■ **PROBLEM DESCRIPTION**:
Reproduce verbatim the lines of the listing below, starting at the line that contains "Write, for each" and ending at the line that contains "80L237 66L206 110L184", both included.

■ **INPUT**:
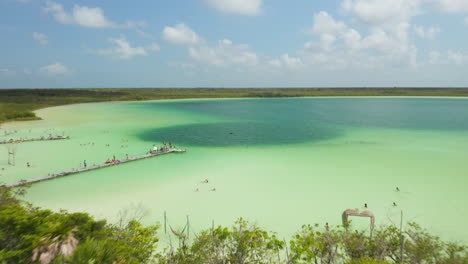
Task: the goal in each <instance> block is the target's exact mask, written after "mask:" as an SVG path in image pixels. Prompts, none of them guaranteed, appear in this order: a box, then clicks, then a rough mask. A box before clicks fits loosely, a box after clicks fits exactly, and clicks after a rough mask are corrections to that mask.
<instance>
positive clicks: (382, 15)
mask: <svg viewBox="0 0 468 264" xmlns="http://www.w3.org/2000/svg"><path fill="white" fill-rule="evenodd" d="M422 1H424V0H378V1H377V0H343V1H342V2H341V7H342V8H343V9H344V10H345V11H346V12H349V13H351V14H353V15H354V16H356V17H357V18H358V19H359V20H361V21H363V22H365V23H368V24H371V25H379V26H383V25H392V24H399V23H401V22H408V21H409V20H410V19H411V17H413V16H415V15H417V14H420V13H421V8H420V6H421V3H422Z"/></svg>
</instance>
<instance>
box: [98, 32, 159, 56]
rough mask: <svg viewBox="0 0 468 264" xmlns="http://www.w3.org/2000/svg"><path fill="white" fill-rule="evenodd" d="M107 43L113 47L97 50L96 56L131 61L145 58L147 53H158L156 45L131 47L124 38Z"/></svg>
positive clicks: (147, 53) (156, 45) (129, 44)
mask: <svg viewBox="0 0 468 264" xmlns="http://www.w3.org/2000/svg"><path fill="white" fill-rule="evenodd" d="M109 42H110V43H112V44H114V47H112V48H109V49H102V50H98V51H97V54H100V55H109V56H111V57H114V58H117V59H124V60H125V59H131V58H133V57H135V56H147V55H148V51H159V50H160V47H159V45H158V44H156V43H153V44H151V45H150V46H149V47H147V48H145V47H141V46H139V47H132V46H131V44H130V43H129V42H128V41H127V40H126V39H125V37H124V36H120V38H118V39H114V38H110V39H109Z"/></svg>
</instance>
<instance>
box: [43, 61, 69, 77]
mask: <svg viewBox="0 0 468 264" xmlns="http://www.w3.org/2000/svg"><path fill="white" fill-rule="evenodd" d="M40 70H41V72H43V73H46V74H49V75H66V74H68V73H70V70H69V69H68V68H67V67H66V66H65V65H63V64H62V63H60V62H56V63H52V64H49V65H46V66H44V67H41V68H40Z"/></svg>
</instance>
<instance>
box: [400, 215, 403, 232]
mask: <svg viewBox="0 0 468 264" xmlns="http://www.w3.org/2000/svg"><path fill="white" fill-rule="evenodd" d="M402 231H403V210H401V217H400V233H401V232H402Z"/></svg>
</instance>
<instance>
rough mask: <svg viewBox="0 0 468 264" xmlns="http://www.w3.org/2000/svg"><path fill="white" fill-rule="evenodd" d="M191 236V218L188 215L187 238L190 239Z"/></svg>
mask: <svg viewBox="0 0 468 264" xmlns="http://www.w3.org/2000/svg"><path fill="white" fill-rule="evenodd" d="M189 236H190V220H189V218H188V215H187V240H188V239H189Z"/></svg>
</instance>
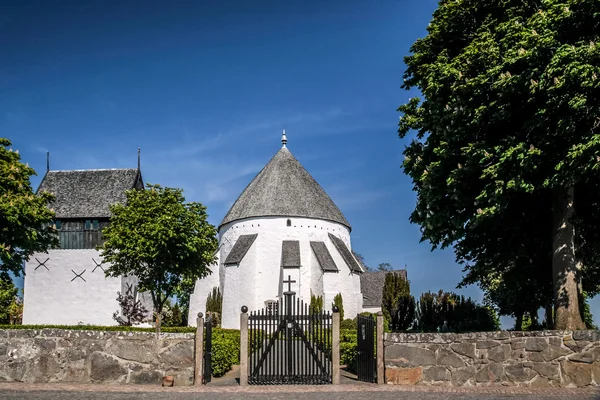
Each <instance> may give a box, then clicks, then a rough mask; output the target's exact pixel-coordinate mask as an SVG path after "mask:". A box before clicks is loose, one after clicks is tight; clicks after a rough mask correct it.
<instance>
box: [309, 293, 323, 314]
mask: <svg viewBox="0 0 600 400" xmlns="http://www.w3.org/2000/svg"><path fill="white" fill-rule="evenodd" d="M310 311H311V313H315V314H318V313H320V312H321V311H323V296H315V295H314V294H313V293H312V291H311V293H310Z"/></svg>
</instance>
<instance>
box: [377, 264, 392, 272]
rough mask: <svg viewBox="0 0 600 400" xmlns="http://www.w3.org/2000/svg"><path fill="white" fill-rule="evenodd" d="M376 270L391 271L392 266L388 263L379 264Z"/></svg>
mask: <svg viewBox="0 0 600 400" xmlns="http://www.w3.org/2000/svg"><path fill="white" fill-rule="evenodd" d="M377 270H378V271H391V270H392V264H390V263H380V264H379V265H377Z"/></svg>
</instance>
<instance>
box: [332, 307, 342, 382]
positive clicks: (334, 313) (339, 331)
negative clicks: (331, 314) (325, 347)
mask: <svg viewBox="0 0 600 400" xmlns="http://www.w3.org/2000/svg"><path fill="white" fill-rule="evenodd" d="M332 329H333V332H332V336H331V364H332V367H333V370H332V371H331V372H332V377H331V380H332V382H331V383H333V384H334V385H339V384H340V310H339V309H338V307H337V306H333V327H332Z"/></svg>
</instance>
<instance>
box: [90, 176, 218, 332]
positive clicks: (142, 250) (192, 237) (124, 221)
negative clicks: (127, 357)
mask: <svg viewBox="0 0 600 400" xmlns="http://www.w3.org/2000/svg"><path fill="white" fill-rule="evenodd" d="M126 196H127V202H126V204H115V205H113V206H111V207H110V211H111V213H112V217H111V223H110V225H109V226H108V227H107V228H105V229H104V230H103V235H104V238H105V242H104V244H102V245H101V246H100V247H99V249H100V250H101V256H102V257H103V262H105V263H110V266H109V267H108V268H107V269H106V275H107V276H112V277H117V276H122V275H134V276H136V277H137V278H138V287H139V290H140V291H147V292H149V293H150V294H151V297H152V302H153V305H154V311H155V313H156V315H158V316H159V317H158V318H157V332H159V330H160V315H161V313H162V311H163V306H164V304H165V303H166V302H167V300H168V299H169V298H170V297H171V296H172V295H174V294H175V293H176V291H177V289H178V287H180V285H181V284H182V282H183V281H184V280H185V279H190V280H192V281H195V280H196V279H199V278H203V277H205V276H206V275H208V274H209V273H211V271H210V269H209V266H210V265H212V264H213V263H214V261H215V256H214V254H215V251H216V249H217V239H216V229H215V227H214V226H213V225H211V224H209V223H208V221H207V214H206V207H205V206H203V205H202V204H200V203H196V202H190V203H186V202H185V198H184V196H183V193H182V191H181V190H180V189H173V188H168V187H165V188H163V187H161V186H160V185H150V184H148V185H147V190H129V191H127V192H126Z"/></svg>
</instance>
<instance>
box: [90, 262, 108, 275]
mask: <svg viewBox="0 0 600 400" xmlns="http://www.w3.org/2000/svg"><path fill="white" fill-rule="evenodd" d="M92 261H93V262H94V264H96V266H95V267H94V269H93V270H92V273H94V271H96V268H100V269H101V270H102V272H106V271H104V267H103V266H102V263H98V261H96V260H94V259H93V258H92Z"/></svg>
* * *
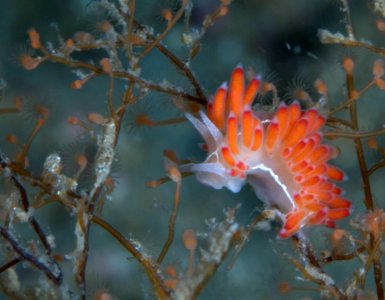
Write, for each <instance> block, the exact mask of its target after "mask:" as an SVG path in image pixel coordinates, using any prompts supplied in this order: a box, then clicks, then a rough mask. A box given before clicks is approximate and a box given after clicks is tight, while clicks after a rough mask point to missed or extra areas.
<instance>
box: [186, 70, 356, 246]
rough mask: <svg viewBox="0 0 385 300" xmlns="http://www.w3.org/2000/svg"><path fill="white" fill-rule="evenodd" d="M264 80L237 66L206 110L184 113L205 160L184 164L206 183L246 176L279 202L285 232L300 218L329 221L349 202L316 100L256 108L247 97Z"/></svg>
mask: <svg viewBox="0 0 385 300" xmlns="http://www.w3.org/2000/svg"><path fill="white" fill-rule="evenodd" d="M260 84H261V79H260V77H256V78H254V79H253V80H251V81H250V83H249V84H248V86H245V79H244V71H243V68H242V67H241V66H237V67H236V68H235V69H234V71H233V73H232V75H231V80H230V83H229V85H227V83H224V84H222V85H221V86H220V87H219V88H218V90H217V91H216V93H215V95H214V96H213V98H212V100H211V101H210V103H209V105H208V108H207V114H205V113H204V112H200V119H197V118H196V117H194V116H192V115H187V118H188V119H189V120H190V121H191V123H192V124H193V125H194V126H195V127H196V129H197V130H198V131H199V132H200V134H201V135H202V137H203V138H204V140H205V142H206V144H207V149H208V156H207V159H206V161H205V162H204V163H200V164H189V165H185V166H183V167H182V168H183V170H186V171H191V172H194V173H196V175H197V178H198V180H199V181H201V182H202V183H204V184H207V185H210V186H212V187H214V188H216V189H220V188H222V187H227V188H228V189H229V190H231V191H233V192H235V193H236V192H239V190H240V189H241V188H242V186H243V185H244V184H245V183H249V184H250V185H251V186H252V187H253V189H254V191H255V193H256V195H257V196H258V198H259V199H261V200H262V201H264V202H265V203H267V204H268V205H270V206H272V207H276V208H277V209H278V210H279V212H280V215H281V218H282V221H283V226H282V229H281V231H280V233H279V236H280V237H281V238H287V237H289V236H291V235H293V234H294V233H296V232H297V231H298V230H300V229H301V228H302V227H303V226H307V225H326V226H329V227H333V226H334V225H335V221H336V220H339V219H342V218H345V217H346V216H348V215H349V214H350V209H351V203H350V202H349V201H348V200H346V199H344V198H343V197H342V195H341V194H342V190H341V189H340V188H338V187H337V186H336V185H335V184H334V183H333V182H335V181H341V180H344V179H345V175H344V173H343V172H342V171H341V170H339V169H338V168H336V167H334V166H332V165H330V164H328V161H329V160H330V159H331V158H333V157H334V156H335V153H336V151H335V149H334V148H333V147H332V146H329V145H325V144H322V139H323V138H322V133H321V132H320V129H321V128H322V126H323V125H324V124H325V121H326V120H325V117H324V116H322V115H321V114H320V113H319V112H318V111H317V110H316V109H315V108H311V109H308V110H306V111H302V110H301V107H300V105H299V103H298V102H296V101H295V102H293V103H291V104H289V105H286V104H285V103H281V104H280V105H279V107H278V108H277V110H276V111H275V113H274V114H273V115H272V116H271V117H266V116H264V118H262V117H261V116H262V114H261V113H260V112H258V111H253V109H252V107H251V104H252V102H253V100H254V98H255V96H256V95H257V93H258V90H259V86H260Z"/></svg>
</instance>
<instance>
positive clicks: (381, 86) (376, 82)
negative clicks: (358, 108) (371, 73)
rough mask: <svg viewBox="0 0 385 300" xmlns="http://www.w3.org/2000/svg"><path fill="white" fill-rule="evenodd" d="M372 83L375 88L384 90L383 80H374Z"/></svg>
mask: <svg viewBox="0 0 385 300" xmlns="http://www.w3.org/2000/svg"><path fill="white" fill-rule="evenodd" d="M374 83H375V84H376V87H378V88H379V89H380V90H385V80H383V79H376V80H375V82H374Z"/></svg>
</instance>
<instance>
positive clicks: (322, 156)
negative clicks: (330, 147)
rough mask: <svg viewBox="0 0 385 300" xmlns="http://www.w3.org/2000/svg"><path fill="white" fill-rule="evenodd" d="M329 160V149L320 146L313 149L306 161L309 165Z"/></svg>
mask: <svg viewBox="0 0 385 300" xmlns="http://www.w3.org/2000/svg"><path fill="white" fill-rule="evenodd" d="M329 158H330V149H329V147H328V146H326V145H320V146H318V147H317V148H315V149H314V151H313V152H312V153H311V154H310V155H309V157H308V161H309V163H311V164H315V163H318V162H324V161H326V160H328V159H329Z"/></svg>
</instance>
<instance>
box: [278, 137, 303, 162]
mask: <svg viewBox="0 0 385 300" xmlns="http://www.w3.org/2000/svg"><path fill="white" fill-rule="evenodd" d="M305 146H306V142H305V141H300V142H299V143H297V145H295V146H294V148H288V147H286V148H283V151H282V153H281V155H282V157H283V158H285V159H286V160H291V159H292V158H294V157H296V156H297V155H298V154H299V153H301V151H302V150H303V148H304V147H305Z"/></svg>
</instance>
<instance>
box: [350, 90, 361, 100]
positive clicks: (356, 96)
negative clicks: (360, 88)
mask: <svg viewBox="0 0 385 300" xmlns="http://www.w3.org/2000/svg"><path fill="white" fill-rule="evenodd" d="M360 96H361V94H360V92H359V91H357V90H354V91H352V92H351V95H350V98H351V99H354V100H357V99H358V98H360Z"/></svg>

■ **WRITTEN RESPONSE**:
Write, for each <instance> block, the exact mask of its target after "mask:" as an SVG path in image pixel coordinates, using any prompts supplied in this order: a box, then clicks, then a rough mask. A box given before clicks is approximate and a box given after clicks is tight, while clicks after a rough mask point to missed or extra areas.
<instance>
box: [186, 70, 356, 246]
rough mask: <svg viewBox="0 0 385 300" xmlns="http://www.w3.org/2000/svg"><path fill="white" fill-rule="evenodd" d="M264 80L237 66L206 110L184 113L205 160L184 164L206 183L246 176L279 202L285 232L300 218L329 221L349 202L316 100L256 108L247 97Z"/></svg>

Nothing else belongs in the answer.